TEXTE À LIRE:
La controverse en cours sur
le changement climatique présente deux aspects, l’un scientifique, l’autre sociétal.
I - L’aspect scientifique : le plus clair et le moins compris par le public
Un certain nombre d’observations se présentent comme des faits établis n’étant remis en cause par personne.
- Le niveau moyen des mers s’élève
Depuis la fin du 19e siècle, les marégraphes enregistraient une montée d’environ 1,8 mm par an. Commencées en 1992, d’excellentes mesures satellitales enregistrent depuis cette date
une montée moyenne de 3,5 mm par an, donc une accélération (on est loin des affirmations d’Al Gore). Un tiers du phénomène est attribué à la dilatation de l’Océan due à son réchauffement ; un tiers à la fonte des glaciers de montagne et un tiers à celle des glaces péripolaires du Groenland et de l’Antarctique de l’ouest.
- La surface de la banquise arctique diminue
Le cycle annuel de la banquise arctique (je dis arctique et non antarctique) se modifie :
sa surface diminue plus pendant les étés qu’elle ne le faisait au début du 20e siècle, l’extension minimale de l’inlandsis décroît à un rythme de 8% par décennie, passant de 7,5 millions de km2 en 1978 à 5,5 millions en 2005 (mesures satellitales).
- La température moyenne augmente
La température moyenne à la surface de la Terre est déterminée à partir de moyennes mensuelles combinant les mesures journalières obtenues dans les milliers de stations continentales et à bord de navires. S’y superposent des variations de plus faible amplitude qui ne modifient pas la tendance de fond : c’est ainsi que si la température a baissé dans les années 1950, elle a augmenté de 0,75°C entre 1906 et 2005, y compris 0,64°C entre 1956 et 2005. On voit que le phénomène à long terme est de l’ordre de 0,01°C par an, à comparer avec les fluctuations saisonnières de 10°C sur une moyenne couvrant un hémisphère. Ces chiffres font comprendre
la différence entre climatologie et météorologie.

CONSIGNE 1: Redimensionne les réponses de la liste, de la ligne qui contient « the photo below. » jusqu'à la fin de la liste. Recopie toutes ces lignes, consignes comprises, en multipliant par 0,95 chaque coordonnée des points donnés en réponse et en arrondissant à l'entier, les demis vers le haut.

DONNÉES À UTILISER:
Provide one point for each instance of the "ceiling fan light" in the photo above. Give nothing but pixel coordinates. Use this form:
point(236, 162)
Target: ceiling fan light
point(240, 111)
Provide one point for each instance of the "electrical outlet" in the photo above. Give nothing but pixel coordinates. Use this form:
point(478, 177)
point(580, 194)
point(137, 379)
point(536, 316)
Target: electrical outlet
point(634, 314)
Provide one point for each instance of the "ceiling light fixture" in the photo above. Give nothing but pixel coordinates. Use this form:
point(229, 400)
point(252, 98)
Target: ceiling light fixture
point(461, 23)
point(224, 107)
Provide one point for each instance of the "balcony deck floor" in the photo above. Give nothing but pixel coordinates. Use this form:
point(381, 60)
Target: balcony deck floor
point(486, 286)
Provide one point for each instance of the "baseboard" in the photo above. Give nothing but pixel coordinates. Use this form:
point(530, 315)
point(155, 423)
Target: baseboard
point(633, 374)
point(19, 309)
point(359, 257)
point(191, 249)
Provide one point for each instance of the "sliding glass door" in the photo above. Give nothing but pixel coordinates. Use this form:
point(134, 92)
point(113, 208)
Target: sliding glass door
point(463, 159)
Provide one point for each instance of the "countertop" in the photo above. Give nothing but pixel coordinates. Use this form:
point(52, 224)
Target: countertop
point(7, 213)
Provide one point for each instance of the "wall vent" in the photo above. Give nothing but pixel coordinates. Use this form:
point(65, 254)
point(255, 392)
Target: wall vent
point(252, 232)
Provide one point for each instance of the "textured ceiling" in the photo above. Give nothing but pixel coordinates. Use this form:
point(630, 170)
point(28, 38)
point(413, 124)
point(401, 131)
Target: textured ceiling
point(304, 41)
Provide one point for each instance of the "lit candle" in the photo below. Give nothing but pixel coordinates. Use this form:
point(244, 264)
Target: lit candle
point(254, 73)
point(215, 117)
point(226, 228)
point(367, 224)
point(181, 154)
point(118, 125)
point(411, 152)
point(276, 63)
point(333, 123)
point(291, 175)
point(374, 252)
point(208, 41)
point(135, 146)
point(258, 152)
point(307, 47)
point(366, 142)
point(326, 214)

CONSIGNE 2: Poursuis le texte sur le changement climatique à partir de l'endroit où il s'arrête.

RÉSULTAT 1:
Provide one point for each instance of the "lit candle" in the photo below. Give nothing but pixel coordinates. Use this form:
point(244, 264)
Target: lit candle
point(241, 69)
point(204, 111)
point(215, 217)
point(349, 213)
point(172, 146)
point(112, 119)
point(390, 144)
point(262, 60)
point(316, 117)
point(276, 166)
point(355, 239)
point(198, 39)
point(128, 139)
point(245, 144)
point(292, 45)
point(348, 135)
point(310, 203)

RÉSULTAT 2:
L’amplitude de l’effet n’est pas la même partout. Dans l’Arctique, la croissance, plus marquée, atteint 2,5°C. En France, les mesures de Météo France (qui ne sont pas faites par des écologistes échevelés) montrent une augmentation de la température moyenne de 1°C entre 1950 et 2005, avec des conséquences frappantes comme l’avancée de deux à trois semaines de la date de certaines vendanges entre 1950 et 2005, le plus grand nombre de journées estivales, le plus petit nombre de jours sans gel et surtout une différence plus faible entre la température de jour et celle de nuit.
Prenant en compte ces mesures, la très grande majorité des professionnels (chercheurs et opérationnels) qui s’occupent de météorologie, d’océanographie, de glaciologie ou de climatologie, est convaincue de
la réalité de l’amorce d’un changement climatique caractérisé par une évolution rapide vers des températures plus élevées, à l’exception des présentateurs de TV américains, dont la compétence scientifique est modeste.
Encore une fois, il faut distinguer la météorologie – qui décrit des phénomènes à l’échelle de la journée, voire de la semaine –, et la climatologie dont l’horizon est le siècle.
La climatologie repose sur la description du passé à partir de son héritage (gaz emprisonnés dans la glace antarctique, anneaux de croissance des arbres…). Pour prévoir le futur, elle doit extrapoler vers lui – au moyen de modèles – la situation actuelle fournie par des mesures crédibles (c’est-à-dire faites à la fin du 19e et au 20e siècle).
Comme il s’agit de comprendre le cycle de l’eau sous ses trois phases, vapeur, glace, liquide, en simulant ses interactions avec les sources d’énergie que sont la Terre solide d’une part, le Soleil d’autre part,
les modèles, fort nombreux, dépendent d’hypothèses simplifiant une réalité très complexe et varient donc d’un laboratoire à un autre ; ceci d’autant plus que leurs bases physiques sont sujettes à caution, particulièrement en ce qui concerne les nuages et les précipitations. C’est le travail du GIEC (Groupe International sur l’Evolution Climatique dans le cadre de l’ONU) que d’établir une synthèse entre les résultats des différentes modélisations. On peut dire que la communauté scientifique des climatologues, océanographes, glaciologues etc. travaille pour le GIEC dont elle fait partie mais qui ne doit pas être confondu avec elle.
La première étape consiste à essayer de comprendre le pourquoi de l’évolution constatée.
On peut chercher une cause dans l’augmentation de la concentration dans l’atmosphère en CO2. Celle-ci a crû de 50 % depuis le début de la Révolution industrielle par suite de l’emploi généralisé de combustibles fossiles (charbon, gaz, pétrole) pour fournir de l’énergie.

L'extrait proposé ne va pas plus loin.